[Data listing]
┌──

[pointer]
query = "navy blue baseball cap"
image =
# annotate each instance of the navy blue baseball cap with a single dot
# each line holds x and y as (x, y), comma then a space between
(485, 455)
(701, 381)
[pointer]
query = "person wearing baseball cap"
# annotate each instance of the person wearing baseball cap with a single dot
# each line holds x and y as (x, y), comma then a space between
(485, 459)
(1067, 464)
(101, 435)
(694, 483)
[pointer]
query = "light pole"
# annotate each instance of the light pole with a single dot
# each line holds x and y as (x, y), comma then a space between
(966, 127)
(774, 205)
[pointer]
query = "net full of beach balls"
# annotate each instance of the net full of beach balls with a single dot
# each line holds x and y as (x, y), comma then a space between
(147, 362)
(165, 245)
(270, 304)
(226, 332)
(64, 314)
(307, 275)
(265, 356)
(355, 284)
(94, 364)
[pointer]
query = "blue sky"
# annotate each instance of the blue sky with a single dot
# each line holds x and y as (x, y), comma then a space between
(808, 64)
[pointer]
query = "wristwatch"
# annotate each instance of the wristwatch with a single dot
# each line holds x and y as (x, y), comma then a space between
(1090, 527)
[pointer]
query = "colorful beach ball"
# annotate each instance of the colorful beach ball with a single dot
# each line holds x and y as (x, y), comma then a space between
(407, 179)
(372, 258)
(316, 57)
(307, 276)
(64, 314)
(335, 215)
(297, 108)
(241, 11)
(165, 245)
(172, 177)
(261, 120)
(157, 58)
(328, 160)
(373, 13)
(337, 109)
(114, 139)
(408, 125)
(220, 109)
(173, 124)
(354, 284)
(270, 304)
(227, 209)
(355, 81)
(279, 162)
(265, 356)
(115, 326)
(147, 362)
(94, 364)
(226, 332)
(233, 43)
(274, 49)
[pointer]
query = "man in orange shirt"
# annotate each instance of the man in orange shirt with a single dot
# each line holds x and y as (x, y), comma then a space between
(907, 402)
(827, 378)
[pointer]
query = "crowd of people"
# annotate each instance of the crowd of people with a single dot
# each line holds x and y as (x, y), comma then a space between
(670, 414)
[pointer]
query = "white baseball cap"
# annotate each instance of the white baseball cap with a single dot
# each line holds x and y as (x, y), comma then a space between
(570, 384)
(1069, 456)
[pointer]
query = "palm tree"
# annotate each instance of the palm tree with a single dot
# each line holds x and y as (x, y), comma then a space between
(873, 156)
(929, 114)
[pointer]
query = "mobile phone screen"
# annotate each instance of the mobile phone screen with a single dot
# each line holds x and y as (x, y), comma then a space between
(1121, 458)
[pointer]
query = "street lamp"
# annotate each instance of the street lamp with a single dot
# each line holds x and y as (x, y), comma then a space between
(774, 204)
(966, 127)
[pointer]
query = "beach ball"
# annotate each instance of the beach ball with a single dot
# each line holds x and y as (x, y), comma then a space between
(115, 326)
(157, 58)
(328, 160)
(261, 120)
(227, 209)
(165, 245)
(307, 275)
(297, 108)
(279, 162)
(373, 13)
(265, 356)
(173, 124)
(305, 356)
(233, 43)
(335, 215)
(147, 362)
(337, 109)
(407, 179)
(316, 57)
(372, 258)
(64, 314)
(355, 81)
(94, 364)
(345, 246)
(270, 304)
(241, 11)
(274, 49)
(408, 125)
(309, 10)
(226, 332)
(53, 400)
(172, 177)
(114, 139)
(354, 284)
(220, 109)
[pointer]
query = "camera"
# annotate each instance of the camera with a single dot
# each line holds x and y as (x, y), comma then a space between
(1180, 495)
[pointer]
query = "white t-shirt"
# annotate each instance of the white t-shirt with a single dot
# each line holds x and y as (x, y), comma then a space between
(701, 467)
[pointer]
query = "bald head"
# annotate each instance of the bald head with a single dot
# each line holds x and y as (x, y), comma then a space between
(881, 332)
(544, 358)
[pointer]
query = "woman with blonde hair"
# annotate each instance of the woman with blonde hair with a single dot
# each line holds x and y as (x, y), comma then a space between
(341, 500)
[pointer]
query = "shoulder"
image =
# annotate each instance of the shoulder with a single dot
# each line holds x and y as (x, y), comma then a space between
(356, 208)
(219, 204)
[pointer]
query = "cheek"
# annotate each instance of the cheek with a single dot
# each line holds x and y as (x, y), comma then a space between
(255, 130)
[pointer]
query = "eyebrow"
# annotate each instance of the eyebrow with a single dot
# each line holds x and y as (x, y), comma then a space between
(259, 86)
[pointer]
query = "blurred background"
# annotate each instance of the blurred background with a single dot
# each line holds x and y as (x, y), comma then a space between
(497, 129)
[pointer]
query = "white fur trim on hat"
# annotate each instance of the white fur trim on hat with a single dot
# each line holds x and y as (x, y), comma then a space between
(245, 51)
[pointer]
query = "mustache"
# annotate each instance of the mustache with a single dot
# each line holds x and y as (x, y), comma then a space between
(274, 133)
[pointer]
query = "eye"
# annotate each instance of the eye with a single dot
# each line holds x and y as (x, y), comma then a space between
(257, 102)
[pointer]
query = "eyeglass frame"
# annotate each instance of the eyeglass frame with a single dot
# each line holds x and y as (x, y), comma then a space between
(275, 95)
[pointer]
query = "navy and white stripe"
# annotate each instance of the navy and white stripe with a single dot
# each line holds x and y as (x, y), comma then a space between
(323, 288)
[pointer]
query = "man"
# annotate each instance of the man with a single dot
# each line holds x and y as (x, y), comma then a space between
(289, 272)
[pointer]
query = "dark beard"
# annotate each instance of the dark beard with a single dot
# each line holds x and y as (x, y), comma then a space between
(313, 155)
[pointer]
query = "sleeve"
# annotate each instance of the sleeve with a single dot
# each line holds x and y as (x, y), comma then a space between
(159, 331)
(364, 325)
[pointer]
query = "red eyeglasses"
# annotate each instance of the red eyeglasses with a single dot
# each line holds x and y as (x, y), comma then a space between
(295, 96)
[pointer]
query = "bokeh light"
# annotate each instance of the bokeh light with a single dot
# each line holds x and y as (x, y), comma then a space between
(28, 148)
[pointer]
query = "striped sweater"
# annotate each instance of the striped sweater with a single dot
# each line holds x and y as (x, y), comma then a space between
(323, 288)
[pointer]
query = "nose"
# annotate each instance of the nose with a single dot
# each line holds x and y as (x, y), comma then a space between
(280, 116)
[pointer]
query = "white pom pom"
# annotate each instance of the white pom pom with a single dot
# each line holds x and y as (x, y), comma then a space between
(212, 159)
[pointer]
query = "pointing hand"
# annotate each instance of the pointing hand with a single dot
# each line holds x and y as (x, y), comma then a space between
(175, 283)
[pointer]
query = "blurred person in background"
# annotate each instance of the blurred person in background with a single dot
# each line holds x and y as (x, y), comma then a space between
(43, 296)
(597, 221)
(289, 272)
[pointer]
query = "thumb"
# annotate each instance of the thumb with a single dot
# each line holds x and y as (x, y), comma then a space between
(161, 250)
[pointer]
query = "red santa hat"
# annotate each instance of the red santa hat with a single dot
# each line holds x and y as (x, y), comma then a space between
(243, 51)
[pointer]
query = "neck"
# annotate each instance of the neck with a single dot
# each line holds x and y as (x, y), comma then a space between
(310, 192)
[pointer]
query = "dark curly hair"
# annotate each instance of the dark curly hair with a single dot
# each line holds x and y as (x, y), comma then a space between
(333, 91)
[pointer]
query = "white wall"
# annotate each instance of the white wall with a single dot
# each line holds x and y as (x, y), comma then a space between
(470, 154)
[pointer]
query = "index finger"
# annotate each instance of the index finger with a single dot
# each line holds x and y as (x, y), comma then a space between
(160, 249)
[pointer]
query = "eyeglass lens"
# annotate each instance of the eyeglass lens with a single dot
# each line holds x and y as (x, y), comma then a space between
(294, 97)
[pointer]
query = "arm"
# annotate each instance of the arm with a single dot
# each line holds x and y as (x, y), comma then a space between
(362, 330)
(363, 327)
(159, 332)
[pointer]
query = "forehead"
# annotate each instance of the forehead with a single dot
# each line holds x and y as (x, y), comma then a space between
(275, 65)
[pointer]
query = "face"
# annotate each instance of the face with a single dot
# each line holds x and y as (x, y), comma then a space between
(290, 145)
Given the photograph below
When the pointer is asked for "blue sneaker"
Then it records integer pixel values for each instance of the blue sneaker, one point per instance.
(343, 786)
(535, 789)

└──

--- Exercise directions ---
Copy out the stretch from the start of the records through the line that contains "(1090, 527)", with both ends included.

--- Output for this task ---
[pointer]
query = "navy blue baseball cap"
image =
# annotate each instance of the navy blue baseball cap with a single dot
# each line holds x and y as (x, y), comma then a space between
(485, 455)
(701, 381)
[pointer]
query = "person wearing baseball cap"
# annotate each instance of the person wearing baseball cap with a single dot
# each line holds x and y as (x, y), comma then a space between
(485, 459)
(1067, 464)
(101, 435)
(694, 483)
[pointer]
query = "light pole"
# annotate each instance of the light pole with a single dot
# each line holds x and y as (x, y), comma then a space between
(966, 127)
(774, 205)
[pointer]
query = "net full of beach balls"
# annotate each instance of the net full of beach balls with a single dot
# each line holds x and y as (x, y), comma then a space between
(147, 362)
(165, 245)
(270, 304)
(226, 332)
(64, 314)
(307, 275)
(265, 356)
(355, 284)
(94, 364)
[pointer]
query = "blue sky"
# annotate each instance of the blue sky with a single dot
# each line holds x and y as (x, y), comma then a space between
(808, 64)
[pointer]
query = "wristwatch"
# annotate each instance of the wristwatch with a single dot
# each line holds x and y as (x, y), comma then a space between
(1090, 527)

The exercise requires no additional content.